- [THE TASK]: Copy out all of the material below, requests included, and raise every x and y coordinate in the answers by 77.

..............................

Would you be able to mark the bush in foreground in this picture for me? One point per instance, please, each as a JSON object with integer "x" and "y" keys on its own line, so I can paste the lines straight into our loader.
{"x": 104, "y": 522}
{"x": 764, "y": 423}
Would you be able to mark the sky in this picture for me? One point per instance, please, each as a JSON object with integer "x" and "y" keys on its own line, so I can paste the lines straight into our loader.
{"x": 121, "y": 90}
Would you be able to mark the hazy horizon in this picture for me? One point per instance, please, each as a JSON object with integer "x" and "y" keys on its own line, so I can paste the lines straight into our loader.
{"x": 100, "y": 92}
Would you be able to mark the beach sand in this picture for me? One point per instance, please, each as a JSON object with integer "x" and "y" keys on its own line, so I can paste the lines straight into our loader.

..............................

- [SOLUTION TO THIS PROBLEM]:
Would you be able to mark the bush in foreground in this picture for me? One point per instance, please, each as a JSON object with integer "x" and "y" keys on its own line, so I can paste the lines straight into our loader.
{"x": 181, "y": 599}
{"x": 841, "y": 500}
Would you be able to mark the sky in this picture for me? One point per instance, please, each as a JSON object with integer "x" and "y" keys on its own line, so I can paste the lines straight into our loader.
{"x": 198, "y": 167}
Would you be able to mark the hazy horizon in this picture for me? One point per instance, please, each as a JSON object with integer "x" and "y" keys on its own line, so I can paste the lines straight into our loader.
{"x": 177, "y": 169}
Would you be able to mark the beach sand in this picture for me? One point per instance, please, each as a JSON object with integer "x" and "y" keys on its own line, so I can paste the lines straight into our loader.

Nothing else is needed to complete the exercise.